Take the entries that follow and return exactly the lines from the one holding "For every <instance>, derive" through the one holding "box: [7, 247, 167, 405]", both included. Nothing else is needed.

» Provided material:
--

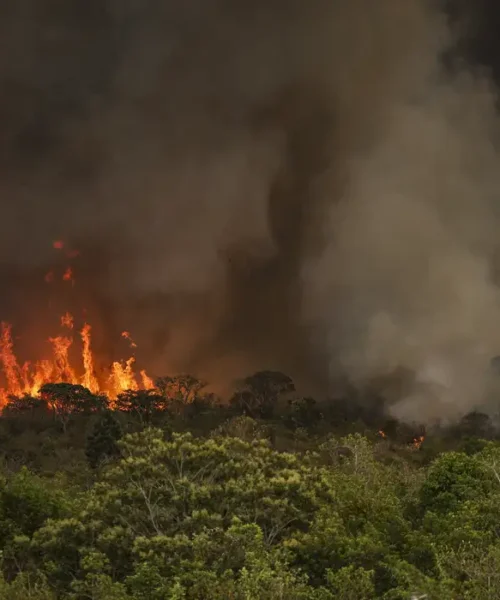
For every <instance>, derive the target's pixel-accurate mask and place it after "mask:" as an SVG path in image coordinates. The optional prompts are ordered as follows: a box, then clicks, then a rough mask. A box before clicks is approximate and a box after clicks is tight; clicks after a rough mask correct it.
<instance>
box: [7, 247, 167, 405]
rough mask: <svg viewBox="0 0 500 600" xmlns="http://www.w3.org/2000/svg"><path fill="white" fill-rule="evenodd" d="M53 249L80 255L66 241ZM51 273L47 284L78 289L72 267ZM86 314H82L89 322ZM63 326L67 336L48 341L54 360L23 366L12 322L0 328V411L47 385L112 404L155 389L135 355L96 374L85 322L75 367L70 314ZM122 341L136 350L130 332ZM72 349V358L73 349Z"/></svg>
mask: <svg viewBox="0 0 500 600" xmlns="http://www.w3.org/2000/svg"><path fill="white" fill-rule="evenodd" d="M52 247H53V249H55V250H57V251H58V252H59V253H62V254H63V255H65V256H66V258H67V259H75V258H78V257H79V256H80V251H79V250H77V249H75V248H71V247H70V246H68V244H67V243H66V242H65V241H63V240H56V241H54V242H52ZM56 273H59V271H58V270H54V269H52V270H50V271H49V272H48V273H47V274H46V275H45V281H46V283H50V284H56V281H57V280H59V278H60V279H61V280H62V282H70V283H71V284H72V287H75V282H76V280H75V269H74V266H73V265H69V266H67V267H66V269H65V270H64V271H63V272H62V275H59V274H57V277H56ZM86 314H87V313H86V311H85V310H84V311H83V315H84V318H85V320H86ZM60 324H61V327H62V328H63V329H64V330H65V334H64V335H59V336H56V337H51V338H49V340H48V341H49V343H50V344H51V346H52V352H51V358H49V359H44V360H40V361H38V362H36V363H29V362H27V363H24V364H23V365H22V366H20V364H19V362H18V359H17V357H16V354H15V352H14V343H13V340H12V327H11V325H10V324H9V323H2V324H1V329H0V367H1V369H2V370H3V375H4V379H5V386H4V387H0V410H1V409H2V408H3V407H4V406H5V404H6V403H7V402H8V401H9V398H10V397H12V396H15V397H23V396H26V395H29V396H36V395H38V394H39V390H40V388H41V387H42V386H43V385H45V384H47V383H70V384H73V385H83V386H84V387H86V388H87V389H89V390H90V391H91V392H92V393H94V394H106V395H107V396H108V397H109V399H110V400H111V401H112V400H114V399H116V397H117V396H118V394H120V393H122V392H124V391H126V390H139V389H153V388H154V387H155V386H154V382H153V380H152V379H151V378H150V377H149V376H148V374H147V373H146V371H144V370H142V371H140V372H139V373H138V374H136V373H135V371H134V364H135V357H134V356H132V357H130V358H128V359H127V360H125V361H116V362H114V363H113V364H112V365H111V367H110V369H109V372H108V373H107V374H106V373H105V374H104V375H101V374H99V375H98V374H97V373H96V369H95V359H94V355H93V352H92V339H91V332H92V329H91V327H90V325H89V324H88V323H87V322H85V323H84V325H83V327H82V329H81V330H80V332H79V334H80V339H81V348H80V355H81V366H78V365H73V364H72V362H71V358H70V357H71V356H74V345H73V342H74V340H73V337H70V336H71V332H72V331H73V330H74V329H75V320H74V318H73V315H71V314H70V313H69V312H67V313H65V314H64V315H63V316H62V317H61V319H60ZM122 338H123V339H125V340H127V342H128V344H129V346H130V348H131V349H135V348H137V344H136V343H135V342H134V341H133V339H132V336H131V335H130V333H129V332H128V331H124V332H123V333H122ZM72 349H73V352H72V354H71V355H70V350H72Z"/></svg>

--

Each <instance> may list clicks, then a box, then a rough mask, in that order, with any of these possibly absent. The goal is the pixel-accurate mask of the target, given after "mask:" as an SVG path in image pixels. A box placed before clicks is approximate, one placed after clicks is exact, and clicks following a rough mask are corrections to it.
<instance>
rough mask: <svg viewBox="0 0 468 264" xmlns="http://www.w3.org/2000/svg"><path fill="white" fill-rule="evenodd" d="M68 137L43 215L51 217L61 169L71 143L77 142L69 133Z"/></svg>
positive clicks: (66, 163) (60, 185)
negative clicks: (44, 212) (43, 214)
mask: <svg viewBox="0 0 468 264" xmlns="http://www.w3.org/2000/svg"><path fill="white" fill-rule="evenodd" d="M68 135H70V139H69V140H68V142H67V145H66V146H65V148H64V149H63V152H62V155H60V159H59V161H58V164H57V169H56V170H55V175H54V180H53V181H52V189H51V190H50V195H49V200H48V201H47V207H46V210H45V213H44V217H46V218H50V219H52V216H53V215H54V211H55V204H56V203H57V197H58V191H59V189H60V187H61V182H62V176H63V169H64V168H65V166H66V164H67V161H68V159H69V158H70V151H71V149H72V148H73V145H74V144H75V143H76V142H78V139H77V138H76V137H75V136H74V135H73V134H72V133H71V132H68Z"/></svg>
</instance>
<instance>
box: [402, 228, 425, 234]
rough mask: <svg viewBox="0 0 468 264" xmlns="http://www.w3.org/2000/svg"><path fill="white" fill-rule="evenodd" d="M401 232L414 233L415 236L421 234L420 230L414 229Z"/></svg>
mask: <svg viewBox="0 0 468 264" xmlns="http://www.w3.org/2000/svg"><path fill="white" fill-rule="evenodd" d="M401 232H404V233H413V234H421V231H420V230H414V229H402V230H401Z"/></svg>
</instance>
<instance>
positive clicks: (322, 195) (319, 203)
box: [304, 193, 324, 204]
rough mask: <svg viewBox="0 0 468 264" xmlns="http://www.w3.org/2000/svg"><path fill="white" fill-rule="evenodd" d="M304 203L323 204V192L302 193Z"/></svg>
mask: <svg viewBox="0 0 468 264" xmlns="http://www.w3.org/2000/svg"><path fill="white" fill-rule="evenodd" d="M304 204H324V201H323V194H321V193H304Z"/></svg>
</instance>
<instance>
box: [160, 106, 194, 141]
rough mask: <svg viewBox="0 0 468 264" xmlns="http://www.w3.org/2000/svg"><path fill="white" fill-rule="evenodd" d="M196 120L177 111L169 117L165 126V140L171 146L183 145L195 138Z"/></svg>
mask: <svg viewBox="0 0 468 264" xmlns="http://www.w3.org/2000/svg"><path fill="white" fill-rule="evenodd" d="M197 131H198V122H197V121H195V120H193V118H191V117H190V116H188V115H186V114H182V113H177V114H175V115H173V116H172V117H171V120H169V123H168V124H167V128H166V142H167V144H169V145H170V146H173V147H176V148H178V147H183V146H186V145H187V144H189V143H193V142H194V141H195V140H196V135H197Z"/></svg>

--

» Exercise result:
For every <instance>, derive the target's pixel-accurate mask and place it after "mask:" as an SVG path in image coordinates. The optional prompts are ordered as follows: a box, then clicks, then a rough mask. A box before clicks is approximate and a box after clicks is tight; clicks after a rough mask correct it.
<instance>
box: [7, 247, 167, 405]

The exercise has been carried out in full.